Stored items from a collection:
****

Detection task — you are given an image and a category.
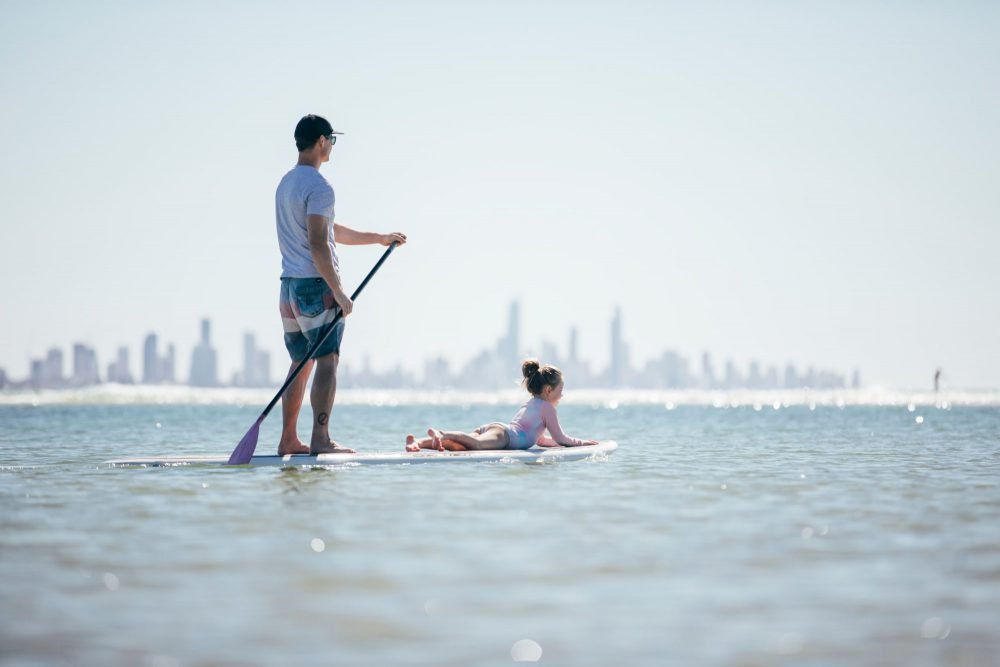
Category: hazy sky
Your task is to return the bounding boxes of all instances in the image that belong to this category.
[1,1,997,389]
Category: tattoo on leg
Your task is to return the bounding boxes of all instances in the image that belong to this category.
[317,413,329,426]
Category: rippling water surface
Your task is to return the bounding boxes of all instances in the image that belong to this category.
[2,398,998,666]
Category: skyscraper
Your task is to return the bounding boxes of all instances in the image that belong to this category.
[724,359,742,388]
[423,356,451,388]
[239,332,271,387]
[143,333,159,384]
[505,301,521,370]
[610,307,624,387]
[162,344,176,384]
[30,360,44,389]
[72,343,100,386]
[44,348,64,388]
[243,333,257,386]
[107,346,134,384]
[701,351,716,389]
[189,319,218,387]
[143,333,176,384]
[783,364,799,389]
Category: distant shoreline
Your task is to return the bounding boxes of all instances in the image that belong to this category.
[1,385,998,407]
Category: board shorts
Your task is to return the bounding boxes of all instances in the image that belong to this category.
[279,277,346,362]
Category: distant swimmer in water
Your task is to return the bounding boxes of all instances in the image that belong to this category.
[405,359,599,452]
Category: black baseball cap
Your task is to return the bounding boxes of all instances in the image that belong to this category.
[294,114,343,150]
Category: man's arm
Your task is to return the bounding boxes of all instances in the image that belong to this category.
[307,214,353,315]
[333,224,406,247]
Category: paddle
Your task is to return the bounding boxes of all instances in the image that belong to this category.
[227,242,398,465]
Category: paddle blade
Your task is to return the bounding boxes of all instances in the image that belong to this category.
[227,419,262,465]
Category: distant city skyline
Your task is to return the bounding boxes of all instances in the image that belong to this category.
[2,301,860,392]
[2,4,998,393]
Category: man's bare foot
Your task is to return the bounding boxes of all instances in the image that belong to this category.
[405,434,421,452]
[310,438,356,455]
[427,428,445,452]
[278,437,310,456]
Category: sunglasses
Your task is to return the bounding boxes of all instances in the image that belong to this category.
[325,134,337,146]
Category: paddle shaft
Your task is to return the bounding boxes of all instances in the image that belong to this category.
[257,242,397,421]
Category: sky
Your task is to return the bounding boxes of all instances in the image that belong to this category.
[1,1,998,390]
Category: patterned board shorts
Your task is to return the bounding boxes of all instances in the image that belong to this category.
[279,277,346,361]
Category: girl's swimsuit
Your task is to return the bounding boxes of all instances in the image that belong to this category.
[479,396,584,450]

****

→ **WHAT YOU HAVE TO DO**
Could you transcribe exactly the lines from the start of the records through the line containing "Category: skyscraper", both ends included, leaving the pictures out?

→ **WRITTEN REPLY**
Detection task — you are given an image and a category.
Category: hazy sky
Your task is to return the bounding boxes of all instances in the image that belong to this category.
[1,1,997,389]
Category: tattoo on leg
Your task is to return the bounding boxes of all instances in the image that belong to this category.
[317,413,329,426]
Category: rippling water surface
Your task is to return the bounding boxes of all instances in the image that belong to this category.
[2,398,998,666]
Category: skyscraper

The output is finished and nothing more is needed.